● Written exercise A
Using the commentary on Flickr photography, answer each question below.
(i) What subject matter does the commentary list for Flickr pictures?
(ii) Where was the "We are all photographers now" show held?
(iii) What questions do the two museum shows ask?
● Written exercise B
Decide whether each statement below agrees with the commentary on Flickr photography. Answer yes or no and quote the words of the commentary that decide it.
(i) Flickr pictures are very different in intention from Kodak snapshots of the 60s and 70s.
(ii) The "Click" show is to be held at the Brooklyn Museum.
(iii) The museums seem threatened by photography on the web.
● Written exercise C
Carry on the commentary on Flickr photography, starting after its final sentence.

## Start Reading passage

All true. But, I think it's also worth pointing out that, aside from the photoshop tweaks, pictures on Flickr are not actually very different in intention from classic Kodachrome & Kodacolor snapshots of the 60s and 70s. The subject matter is mostly staged, attractive people, romantic places, families, pets, memorable events. The look generally includes clear lighting, sharp focus & bright, saturated colors . Like the Kodak snaps, Flickr is mostly about creating a happy, pretty universe of the imagination -- OK, there are more tilted horizons.

Of course it should go without saying that many Flickr photographers are having none of this. Digital photography -- with the web as a key disseminator -- may well be forging a new aesthetic, but most shooters know the trend is much bigger & more complicated than what's getting "favorited" at the photo sharing sites . Sites like Flickr are not, as Heffernan seems to think, an arena for some decisive battle between analog vs. digital, art school vs. self-taught, museum vs. screen. In fact, even if established photo art stars (& those dutifully following the art school-endorsed route to such eminence) may in some cases feel threatened, the museums seem intrigued. Last year's "We are all photographers now" show at Musee de L'Elysee in Lausanne & the upcoming "Click" show at the Brooklyn Museum, for example, both ask: Who really deserves to be called an artist? Who decides?

## End Reading passage
## Start Material provided

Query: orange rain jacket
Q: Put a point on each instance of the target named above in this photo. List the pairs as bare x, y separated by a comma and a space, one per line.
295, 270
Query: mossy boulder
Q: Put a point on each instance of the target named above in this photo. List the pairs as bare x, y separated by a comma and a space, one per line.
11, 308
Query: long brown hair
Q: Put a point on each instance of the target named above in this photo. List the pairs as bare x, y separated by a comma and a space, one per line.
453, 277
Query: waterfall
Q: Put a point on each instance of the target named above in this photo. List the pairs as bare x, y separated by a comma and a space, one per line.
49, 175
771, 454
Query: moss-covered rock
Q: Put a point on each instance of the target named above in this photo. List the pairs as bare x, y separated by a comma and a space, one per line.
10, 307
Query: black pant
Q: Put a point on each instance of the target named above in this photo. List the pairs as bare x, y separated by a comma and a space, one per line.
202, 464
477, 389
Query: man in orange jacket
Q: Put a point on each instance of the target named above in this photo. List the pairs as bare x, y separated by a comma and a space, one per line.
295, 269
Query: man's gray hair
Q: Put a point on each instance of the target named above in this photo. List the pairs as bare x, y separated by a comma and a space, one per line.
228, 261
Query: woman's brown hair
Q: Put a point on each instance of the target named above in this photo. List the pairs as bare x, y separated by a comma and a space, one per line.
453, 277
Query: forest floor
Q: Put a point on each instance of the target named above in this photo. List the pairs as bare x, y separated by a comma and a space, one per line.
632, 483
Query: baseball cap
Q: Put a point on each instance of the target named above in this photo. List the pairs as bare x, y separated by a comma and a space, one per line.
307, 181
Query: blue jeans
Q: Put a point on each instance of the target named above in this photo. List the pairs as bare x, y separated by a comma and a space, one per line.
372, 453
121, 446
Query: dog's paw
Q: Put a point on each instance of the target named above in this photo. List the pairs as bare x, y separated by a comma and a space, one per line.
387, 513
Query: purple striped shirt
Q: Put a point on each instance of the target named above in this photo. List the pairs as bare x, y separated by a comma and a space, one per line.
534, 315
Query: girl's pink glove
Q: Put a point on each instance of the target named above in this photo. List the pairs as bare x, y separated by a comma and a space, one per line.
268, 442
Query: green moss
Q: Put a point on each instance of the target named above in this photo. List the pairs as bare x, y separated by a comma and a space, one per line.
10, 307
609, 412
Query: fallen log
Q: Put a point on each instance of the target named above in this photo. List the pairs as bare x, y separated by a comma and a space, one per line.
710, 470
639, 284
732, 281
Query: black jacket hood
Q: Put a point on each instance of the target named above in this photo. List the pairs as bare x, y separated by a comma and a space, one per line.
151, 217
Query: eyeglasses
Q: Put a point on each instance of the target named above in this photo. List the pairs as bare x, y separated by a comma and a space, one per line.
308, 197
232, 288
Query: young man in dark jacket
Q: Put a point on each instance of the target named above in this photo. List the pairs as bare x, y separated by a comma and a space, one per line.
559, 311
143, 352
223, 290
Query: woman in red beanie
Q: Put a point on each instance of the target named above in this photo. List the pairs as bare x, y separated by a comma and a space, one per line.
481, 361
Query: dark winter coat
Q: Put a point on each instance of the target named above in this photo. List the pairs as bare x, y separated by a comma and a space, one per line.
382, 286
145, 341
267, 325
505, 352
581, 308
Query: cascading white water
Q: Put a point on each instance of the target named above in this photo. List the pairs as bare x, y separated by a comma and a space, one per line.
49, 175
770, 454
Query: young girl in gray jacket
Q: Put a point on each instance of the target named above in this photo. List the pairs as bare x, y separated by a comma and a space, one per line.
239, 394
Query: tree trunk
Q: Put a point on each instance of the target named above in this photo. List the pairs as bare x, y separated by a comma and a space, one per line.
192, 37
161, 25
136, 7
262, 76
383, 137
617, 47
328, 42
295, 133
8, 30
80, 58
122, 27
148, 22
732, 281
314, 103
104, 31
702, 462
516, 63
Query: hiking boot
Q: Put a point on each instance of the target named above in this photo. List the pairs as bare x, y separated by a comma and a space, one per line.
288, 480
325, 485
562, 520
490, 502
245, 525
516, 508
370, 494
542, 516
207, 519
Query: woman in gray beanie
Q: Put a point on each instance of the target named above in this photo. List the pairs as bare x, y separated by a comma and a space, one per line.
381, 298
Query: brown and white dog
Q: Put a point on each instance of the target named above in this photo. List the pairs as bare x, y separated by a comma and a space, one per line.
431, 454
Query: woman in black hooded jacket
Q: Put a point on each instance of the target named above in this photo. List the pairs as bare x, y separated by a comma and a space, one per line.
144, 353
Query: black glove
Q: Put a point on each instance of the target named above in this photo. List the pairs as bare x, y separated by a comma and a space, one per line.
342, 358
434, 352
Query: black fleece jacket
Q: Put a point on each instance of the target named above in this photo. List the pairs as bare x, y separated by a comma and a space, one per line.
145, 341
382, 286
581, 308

## End Material provided

● Written answer A
(i) Mostly staged, attractive people, romantic places, families, pets, and memorable events.
(ii) At the Musee de L'Elysee in Lausanne.
(iii) "Who really deserves to be called an artist? Who decides?"

● Written answer B
(i) No: "pictures on Flickr are not actually very different in intention from classic Kodachrome & Kodacolor snapshots of the 60s and 70s."
(ii) Yes: "the upcoming "Click" show at the Brooklyn Museum"
(iii) No: "the museums seem intrigued."

● Written answer C
Some have predicted that near-universal access to the web will usher in an electronic democracy of art, but I'm not convinced. In one form or another, I think talent, connections, ambition & luck will collide with the prevailing zeitgeist to create reputations, as they always have. But it's also clear that the worldwide web has opened a new door for these volatile elements, & that it won't be shutting soon.


RGselfApple420
"Self-portrait with apple," Rebekka Guoleifsdottir, All rights reserved

I've been on Flickr since 2004. Before that I was on Fotolog for a few years. I know what it's like to regard a photo sharing site as a self-contained universe, full of creative friends and intriguing imagery. I owe some good real world friends, a fair number of photo sales, even an important show to online photo networking. I use Flickr to connect with other's lives and catch up on gossip, as a handy archive for what I call my digital work prints and to edit my pictures into whatever package I'm working on. But I don't regard Flickr as a movement.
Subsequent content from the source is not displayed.